#### Records shown

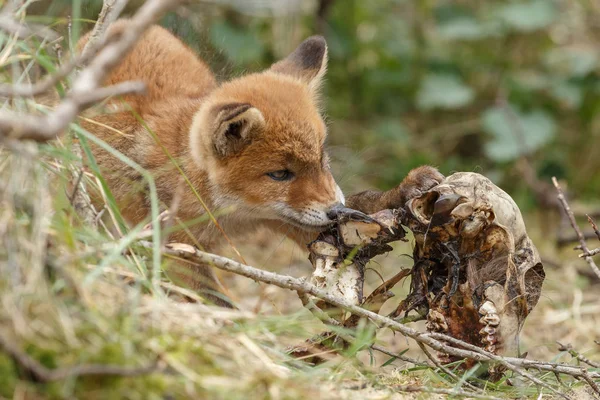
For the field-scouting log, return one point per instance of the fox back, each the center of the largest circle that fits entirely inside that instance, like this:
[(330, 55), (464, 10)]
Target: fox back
[(253, 145)]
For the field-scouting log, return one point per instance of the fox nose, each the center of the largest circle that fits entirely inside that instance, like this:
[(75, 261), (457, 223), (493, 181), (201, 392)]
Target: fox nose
[(338, 211), (334, 211)]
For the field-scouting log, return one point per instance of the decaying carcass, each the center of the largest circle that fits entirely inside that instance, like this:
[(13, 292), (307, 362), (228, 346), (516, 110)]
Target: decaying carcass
[(476, 273)]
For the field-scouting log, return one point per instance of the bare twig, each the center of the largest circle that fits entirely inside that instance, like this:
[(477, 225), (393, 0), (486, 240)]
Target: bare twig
[(451, 392), (567, 209), (110, 12), (446, 370), (43, 374), (436, 341), (590, 253), (22, 31), (111, 9), (565, 240), (568, 348), (594, 226), (47, 127)]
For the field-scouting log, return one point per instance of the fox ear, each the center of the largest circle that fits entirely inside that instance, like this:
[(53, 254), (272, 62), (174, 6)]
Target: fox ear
[(307, 63), (234, 124)]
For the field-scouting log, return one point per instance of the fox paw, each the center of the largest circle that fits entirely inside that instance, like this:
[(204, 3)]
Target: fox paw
[(418, 181)]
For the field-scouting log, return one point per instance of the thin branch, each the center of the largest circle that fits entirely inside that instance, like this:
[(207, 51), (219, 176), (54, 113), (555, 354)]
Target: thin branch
[(446, 370), (590, 253), (594, 226), (111, 9), (47, 127), (43, 374), (434, 340), (567, 209), (22, 31), (450, 392), (568, 348)]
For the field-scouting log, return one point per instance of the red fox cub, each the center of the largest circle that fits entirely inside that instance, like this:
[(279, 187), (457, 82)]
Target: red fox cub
[(254, 144)]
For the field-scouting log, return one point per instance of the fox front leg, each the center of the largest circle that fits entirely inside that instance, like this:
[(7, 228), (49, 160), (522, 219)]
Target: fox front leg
[(417, 181)]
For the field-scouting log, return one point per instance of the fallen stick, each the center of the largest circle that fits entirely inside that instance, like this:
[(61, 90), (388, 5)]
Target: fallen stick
[(436, 341)]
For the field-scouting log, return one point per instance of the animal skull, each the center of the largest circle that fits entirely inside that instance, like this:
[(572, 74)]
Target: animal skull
[(477, 274)]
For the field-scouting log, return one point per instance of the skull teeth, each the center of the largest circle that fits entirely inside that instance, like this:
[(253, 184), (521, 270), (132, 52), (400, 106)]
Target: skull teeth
[(490, 321), (436, 322)]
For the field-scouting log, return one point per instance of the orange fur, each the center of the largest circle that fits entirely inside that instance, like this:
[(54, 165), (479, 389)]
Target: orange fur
[(227, 139)]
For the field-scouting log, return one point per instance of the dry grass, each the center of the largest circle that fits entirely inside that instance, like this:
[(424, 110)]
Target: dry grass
[(75, 292)]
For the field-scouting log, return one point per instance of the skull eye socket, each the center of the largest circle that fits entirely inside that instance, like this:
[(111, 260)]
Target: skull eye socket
[(281, 175)]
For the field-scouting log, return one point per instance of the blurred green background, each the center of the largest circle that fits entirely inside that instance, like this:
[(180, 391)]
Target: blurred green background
[(510, 89)]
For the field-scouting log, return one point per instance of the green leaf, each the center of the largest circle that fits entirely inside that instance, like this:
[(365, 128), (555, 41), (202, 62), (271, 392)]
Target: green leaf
[(567, 93), (461, 28), (514, 133), (238, 45), (443, 91), (573, 62), (527, 16)]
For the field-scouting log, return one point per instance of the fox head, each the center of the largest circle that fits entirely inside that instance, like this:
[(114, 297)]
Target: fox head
[(260, 138)]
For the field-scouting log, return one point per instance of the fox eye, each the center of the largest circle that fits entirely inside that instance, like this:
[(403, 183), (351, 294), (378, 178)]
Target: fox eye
[(281, 175)]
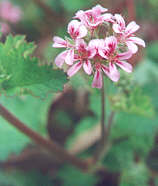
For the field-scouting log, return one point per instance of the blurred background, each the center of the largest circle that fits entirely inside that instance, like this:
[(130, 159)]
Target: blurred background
[(73, 115)]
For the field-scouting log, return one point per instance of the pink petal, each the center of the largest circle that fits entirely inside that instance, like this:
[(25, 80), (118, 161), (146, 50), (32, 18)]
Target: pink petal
[(137, 40), (69, 59), (104, 52), (98, 9), (132, 47), (76, 29), (131, 28), (91, 52), (120, 21), (74, 69), (59, 42), (96, 43), (125, 66), (111, 43), (87, 67), (108, 17), (124, 55), (117, 28), (59, 60), (111, 72), (97, 81), (80, 44), (82, 31)]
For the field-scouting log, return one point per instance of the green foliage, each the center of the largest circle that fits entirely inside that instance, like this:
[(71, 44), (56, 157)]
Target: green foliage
[(31, 111), (119, 157), (21, 73), (134, 102), (19, 178), (71, 5), (135, 175), (71, 176)]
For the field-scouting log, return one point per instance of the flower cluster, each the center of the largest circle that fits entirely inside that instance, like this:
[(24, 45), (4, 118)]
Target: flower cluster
[(8, 14), (97, 56)]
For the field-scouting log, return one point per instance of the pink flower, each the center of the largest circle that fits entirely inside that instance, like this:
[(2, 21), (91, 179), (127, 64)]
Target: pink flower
[(5, 29), (9, 12), (83, 57), (96, 55), (65, 56), (126, 33), (76, 29), (110, 53), (92, 18)]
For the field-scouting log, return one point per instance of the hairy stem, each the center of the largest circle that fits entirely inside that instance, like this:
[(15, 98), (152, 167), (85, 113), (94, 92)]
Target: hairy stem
[(103, 116), (105, 130), (48, 145), (48, 11)]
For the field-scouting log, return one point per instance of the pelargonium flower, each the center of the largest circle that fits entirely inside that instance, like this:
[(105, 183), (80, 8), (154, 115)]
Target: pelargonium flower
[(5, 29), (83, 57), (9, 12), (98, 56), (93, 18), (126, 34), (76, 30)]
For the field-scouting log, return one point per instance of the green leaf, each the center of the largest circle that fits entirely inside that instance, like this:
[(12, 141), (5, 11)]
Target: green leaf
[(119, 157), (139, 132), (19, 178), (71, 176), (30, 110), (135, 102), (21, 73), (75, 5), (136, 175)]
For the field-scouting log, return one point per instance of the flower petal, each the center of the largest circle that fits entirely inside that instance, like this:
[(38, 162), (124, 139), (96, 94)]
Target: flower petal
[(111, 72), (131, 28), (108, 17), (76, 29), (124, 55), (80, 45), (74, 69), (117, 28), (69, 59), (132, 47), (137, 40), (97, 81), (120, 21), (87, 67), (111, 43), (125, 66), (59, 42), (98, 9), (59, 60)]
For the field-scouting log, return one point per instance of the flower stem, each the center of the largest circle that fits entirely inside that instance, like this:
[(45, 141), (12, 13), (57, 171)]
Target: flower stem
[(48, 145), (105, 131), (103, 115)]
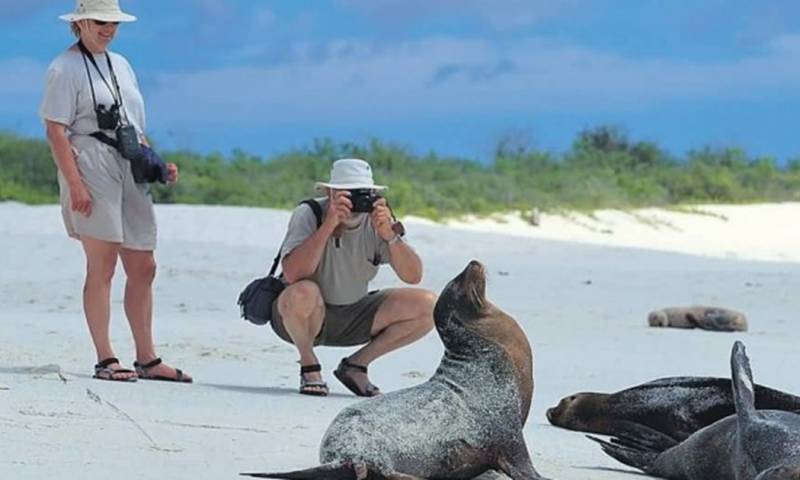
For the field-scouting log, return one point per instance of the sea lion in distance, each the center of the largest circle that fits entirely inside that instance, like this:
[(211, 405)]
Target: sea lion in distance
[(466, 420), (676, 406), (750, 445), (707, 318)]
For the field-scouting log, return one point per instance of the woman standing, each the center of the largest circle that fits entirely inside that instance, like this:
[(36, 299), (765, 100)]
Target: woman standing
[(90, 90)]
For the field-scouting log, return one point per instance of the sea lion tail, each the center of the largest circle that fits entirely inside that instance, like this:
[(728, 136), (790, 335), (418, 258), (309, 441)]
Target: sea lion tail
[(329, 471), (744, 396), (635, 457)]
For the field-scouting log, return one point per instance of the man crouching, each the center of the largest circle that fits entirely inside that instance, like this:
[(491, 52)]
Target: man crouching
[(328, 270)]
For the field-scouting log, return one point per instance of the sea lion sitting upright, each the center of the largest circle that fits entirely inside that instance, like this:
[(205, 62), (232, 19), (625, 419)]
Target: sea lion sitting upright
[(752, 444), (706, 318), (675, 406), (466, 420)]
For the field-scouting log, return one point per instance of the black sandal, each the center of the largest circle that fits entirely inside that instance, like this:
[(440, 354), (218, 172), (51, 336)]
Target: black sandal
[(142, 371), (316, 388), (369, 390), (102, 371)]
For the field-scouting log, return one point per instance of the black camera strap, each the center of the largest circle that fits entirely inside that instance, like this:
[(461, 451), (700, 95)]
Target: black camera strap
[(116, 93), (317, 209)]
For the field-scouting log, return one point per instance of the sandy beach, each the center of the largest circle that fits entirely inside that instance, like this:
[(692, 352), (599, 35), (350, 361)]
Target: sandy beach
[(580, 286)]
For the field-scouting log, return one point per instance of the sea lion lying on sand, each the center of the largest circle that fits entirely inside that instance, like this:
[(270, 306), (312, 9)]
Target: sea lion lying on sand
[(750, 445), (675, 406), (706, 318), (466, 420)]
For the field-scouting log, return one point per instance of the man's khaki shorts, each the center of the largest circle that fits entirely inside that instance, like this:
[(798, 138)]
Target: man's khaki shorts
[(122, 210), (344, 325)]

########

| Goal |
Reproduce the data verbatim from the line with "of the man's" up to and including the final line of the data.

| Result of this exercise |
For the field-scouting log, return one point per instance of the man's khaki shorts, each the center of the largest circle that fits entirely inside that instance, like this:
[(798, 138)]
Target: man's khaki shorts
[(122, 210), (344, 325)]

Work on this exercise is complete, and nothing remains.